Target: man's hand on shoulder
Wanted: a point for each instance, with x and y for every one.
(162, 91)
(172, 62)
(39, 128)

» TASK DIRECTIONS: Please copy every one of the items above, word for word.

» TASK RESULT:
Target: man's hand on shoulder
Wanted: a point for each instance, with x and y for every one.
(162, 91)
(172, 62)
(39, 128)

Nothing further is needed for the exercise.